Note: This is similar to, but easier than, a previous question I asked here. It is a different question! I'm hoping this one might get an answer because it concerns a standard algorithm, whereas the previous one is about a modified version of the algorithm. It turns out I only need the running time of the standard one.
Let $E/F$ be a quadratic extension of $2$-adic fields, and let $\alpha \in F^\times$. As the MWE below demonstrates, Magma has an algorithm, called NormEquation, that determines whether $\alpha \in N_{E/F}E^\times$ and, if so, computes an approximate preimage under the norm map. I would like to know the running time of this algorithm.

▶ [SUPPLIED INFORMATION]:
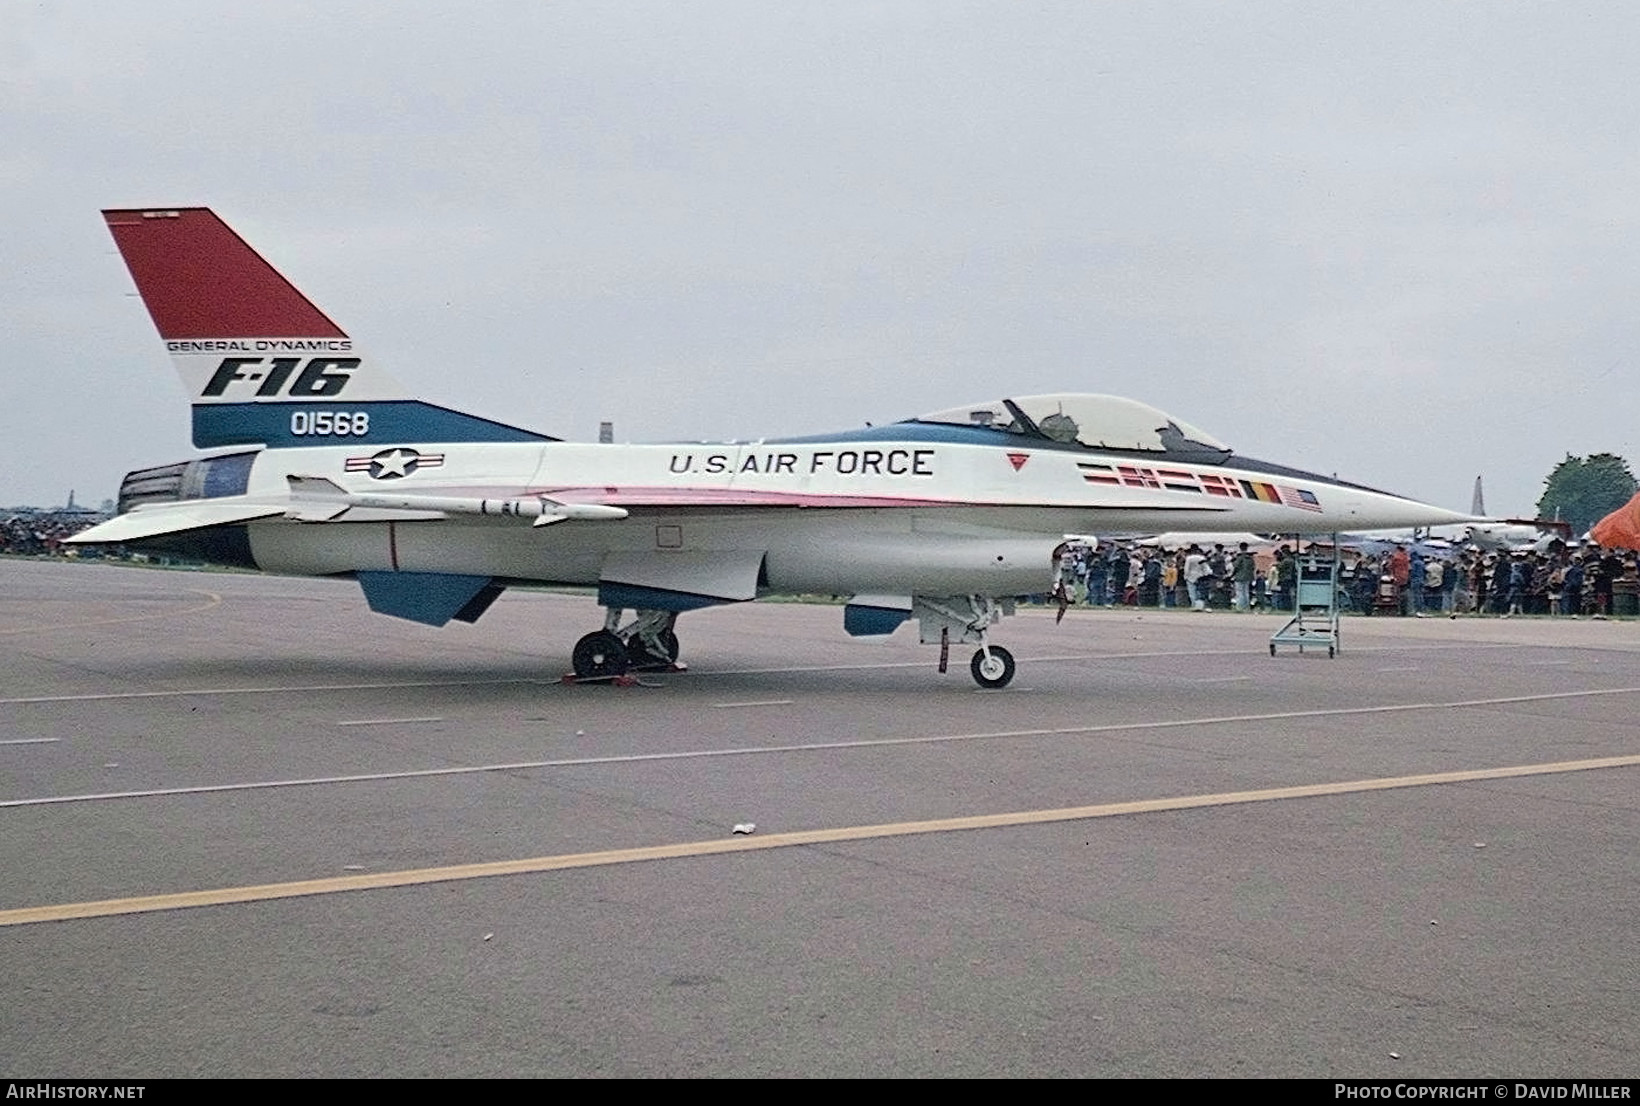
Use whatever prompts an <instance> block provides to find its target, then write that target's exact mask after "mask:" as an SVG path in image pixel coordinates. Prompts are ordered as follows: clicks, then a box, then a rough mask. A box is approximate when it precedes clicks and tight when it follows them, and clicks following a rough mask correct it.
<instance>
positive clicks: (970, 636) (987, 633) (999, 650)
mask: <svg viewBox="0 0 1640 1106" xmlns="http://www.w3.org/2000/svg"><path fill="white" fill-rule="evenodd" d="M912 614H913V615H915V617H917V622H918V627H920V630H922V642H923V645H933V643H935V642H938V643H940V671H941V673H943V671H945V670H946V665H948V661H950V653H951V642H953V640H956V642H959V643H974V645H979V650H977V651H976V653H974V656H973V660H971V661H969V663H968V671H969V674H973V678H974V683H976V684H979V686H981V688H984V689H987V691H995V689H999V688H1007V686H1009V683H1010V681H1012V679H1014V653H1010V651H1007V650H1005V648H1002V647H1000V645H992V643H991V642H989V640H987V637H989V633H987V630H989V627H991V625H992V624H995V622H999V620H1000V619H1002V615H1005V614H1014V601H1012V599H1000V601H999V599H992V597H991V596H941V597H935V596H913V597H912Z"/></svg>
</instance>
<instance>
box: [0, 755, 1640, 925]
mask: <svg viewBox="0 0 1640 1106" xmlns="http://www.w3.org/2000/svg"><path fill="white" fill-rule="evenodd" d="M1637 765H1640V755H1632V756H1602V758H1597V760H1561V761H1555V763H1547V765H1515V766H1510V768H1478V770H1469V771H1438V773H1430V775H1422V776H1387V778H1379V779H1350V781H1343V783H1314V784H1302V786H1297V788H1268V789H1263V791H1223V793H1219V794H1191V796H1176V798H1171V799H1138V801H1133V802H1104V804H1099V806H1073V807H1056V809H1046V811H1018V812H1014V814H974V816H969V817H943V819H928V820H923V822H884V824H877V825H843V827H835V829H818V830H797V832H792V834H766V835H761V837H722V839H713V840H705V842H679V843H676V845H648V847H643V848H612V850H607V852H595V853H566V855H559V857H530V858H525V860H494V861H487V863H472V865H448V866H443V868H412V870H407V871H377V873H364V875H349V876H330V878H325V880H297V881H294V883H264V884H259V886H244V888H218V889H213V891H182V893H177V894H149V896H139V898H128V899H102V901H98V903H62V904H59V906H28V907H21V909H13V911H0V927H3V925H31V924H34V922H62V921H69V919H77V917H113V916H120V914H149V912H154V911H180V909H187V907H192V906H230V904H236V903H261V901H267V899H295V898H303V896H310V894H336V893H341V891H371V889H382V888H408V886H417V884H423V883H451V881H458V880H485V878H490V876H522V875H535V873H541V871H563V870H567V868H604V866H608V865H630V863H641V861H646V860H684V858H692V857H713V855H722V853H749V852H758V850H763V848H790V847H794V845H835V843H840V842H859V840H876V839H884V837H912V835H917V834H953V832H959V830H979V829H1007V827H1014V825H1040V824H1045V822H1079V820H1086V819H1097V817H1118V816H1125V814H1156V812H1163V811H1191V809H1199V807H1212V806H1237V804H1245V802H1278V801H1284V799H1315V798H1323V796H1340V794H1358V793H1363V791H1391V789H1396V788H1428V786H1437V784H1451V783H1474V781H1481V779H1510V778H1517V776H1551V775H1558V773H1568V771H1596V770H1601V768H1633V766H1637Z"/></svg>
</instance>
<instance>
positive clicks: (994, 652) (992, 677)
mask: <svg viewBox="0 0 1640 1106" xmlns="http://www.w3.org/2000/svg"><path fill="white" fill-rule="evenodd" d="M968 671H971V673H973V674H974V683H976V684H979V686H981V688H1007V686H1009V681H1010V679H1014V653H1010V651H1007V650H1005V648H1002V647H1000V645H992V647H991V651H989V653H987V651H986V650H979V651H977V653H974V660H971V661H969V663H968Z"/></svg>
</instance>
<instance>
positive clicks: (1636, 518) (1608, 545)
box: [1589, 494, 1640, 550]
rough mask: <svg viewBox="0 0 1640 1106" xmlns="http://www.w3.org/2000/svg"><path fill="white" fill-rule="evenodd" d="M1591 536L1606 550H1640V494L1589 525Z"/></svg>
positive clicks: (1592, 539)
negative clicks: (1591, 523) (1598, 519)
mask: <svg viewBox="0 0 1640 1106" xmlns="http://www.w3.org/2000/svg"><path fill="white" fill-rule="evenodd" d="M1589 537H1591V538H1592V540H1594V542H1596V545H1599V546H1601V548H1606V550H1640V494H1635V497H1633V499H1630V500H1629V502H1627V504H1624V505H1622V507H1619V509H1617V510H1614V512H1612V514H1609V515H1606V517H1604V519H1601V520H1599V522H1596V523H1594V525H1592V527H1589Z"/></svg>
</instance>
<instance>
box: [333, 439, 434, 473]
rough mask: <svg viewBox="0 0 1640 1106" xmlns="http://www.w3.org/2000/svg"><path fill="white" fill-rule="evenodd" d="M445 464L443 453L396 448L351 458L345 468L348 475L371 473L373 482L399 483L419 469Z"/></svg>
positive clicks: (403, 446) (351, 457)
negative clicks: (383, 481)
mask: <svg viewBox="0 0 1640 1106" xmlns="http://www.w3.org/2000/svg"><path fill="white" fill-rule="evenodd" d="M443 463H444V455H443V453H421V451H418V450H410V448H407V446H394V448H392V450H380V451H377V453H372V455H371V456H351V458H348V461H346V464H344V466H343V468H344V469H346V471H348V473H369V474H371V479H372V481H397V479H403V478H405V476H410V474H412V473H415V471H417V469H430V468H438V466H440V464H443Z"/></svg>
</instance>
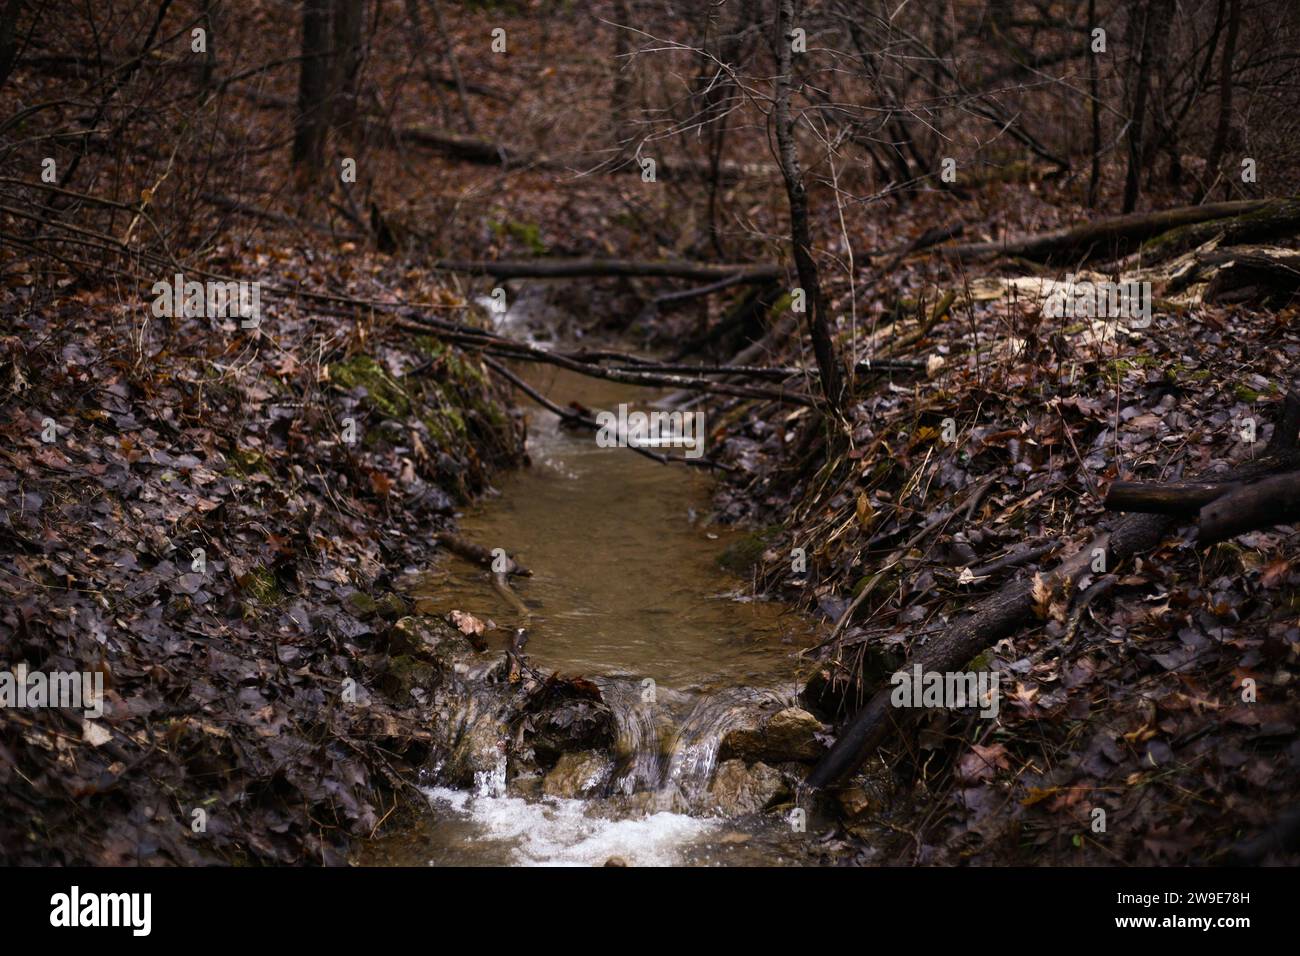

▶ [YOUR GOAL]: Write out the full post about the running time of Magma's NormEquation algorithm, word for word. The rows are independent material and have no connection to the post.

▶ [SOLUTION FOR THIS PROBLEM]:
Note: This is similar to, but easier than, a previous question I asked here. It is a different question! I'm hoping this one might get an answer because it concerns a standard algorithm, whereas the previous one is about a modified version of the algorithm. It turns out I only need the running time of the standard one.
Let $E/F$ be a quadratic extension of $2$-adic fields, and let $\alpha \in F^\times$. As the MWE below demonstrates, Magma has an algorithm, called NormEquation, that determines whether $\alpha \in N_{E/F}E^\times$ and, if so, computes an approximate preimage under the norm map. I would like to know the running time of this algorithm.